* _WRITTEN INSTRUCTION 1_:
Count the lines in the rows that follow which contain the word "above". Give only the number.
Begin TEXT PASSAGE
Cultural Diversity refers to the variety and range of cultures, languages, religions and backgrounds within the group.

Discrimination is unfair, unequal and differential treatment of individuals and/or groups often based in prejudice; in particular prejudice based on race, gender, class, religion, age, ability, sexual orientation or ethnicity.  Discrimination can include overt differential treatment and create barriers to prevent access or opportunity such as through policies and practices that exclude and/or limit people or groups.

Prejudice/Bias + Action = Discrimination. 

Diversity the presence of a wide range of human qualities and attributes within a group, some of which are visible and others that are not.  It recognizes that we are all different and that our differences can be a source of strength for the group. 

Educational equity is recognizing that for diverse groups and for students’ educational success, systemic barriers that have excluded particular groups, such as racialised groups, must be challenged and removed.  This involves looking at all aspects of education such as recruitment and retention of students, their success and participation and the curriculum and assessment. 

Employment equity is recognizing that for diverse groups and individuals, employment equity requires that systemic barriers that have excluded particular groups, such as racialised groups, be challenged and removed.  This involves all aspects of employment such as recruitment, selection, retention and progression of staff, workplace environments and pay equity. 

Equality is about treating everyone equal and the same. Equal treatment does not recognize group or individual differences and in particular, the inequality of experiences, opportunities and options due to racism. 

Equity/Equitable is about fairness; everyone is equal and different. It involves accommodating differences and recognizing that some people may face barriers or disadvantages in particular due to social inequalities such as racism, which require accommodation in order to achieve the same goal. Equity is not necessarily the same as equality, although at times it can be. 

Ethno-cultural refers to a group of people whose members identify with each other through a common heritage, language, culture religion, ancestry or nationality. 

Eurocentric is the tendency to present information, organize policies and practices from a European perspective, so for example, the work week and holidays are based on European calendars and religious/historical holidays and history is taught with regards to the European perspective and impacts.
End TEXT PASSAGE
Begin EXTRACTED MATERIAL
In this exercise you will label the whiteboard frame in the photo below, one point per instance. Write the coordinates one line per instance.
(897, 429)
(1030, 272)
End EXTRACTED MATERIAL
Begin EXTRACTED MATERIAL
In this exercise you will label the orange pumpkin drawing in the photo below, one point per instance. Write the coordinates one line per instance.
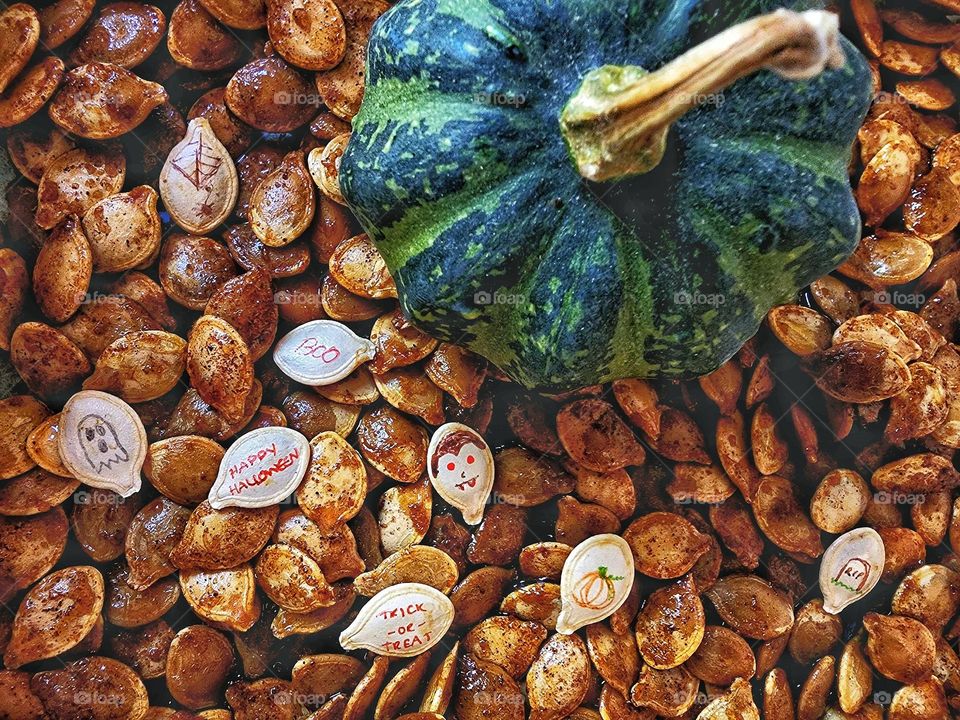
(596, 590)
End EXTRACTED MATERIAL
Begin EXTRACTED MATERIAL
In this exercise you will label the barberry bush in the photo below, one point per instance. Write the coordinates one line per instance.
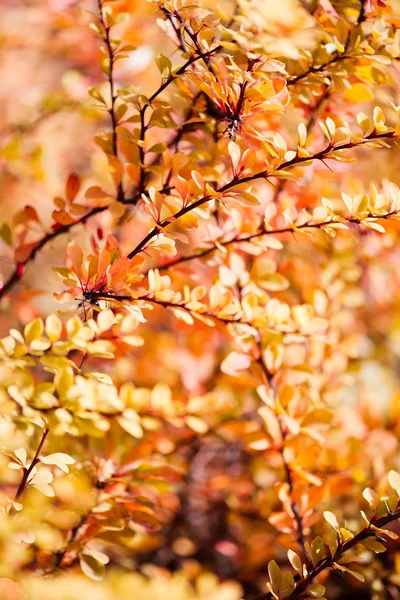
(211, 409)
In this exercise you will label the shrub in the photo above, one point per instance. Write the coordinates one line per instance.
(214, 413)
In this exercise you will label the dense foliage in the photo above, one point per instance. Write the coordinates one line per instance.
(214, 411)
End EXTRACTED MATERIAL
* _WRITTEN INSTRUCTION 2_:
Answer these questions on the glossary of diversity terms, one per line:
(a) In the formula it gives, what two things added together equal discrimination?
(b) Which aspects of employment does the entry on employment equity list?
(c) According to the entry on diversity, what can our differences be for the group?

* _REPLY 1_:
2

* _REPLY 2_:
(a) Prejudice/bias and action.
(b) Recruitment, selection, retention and progression of staff, workplace environments, and pay equity.
(c) A source of strength.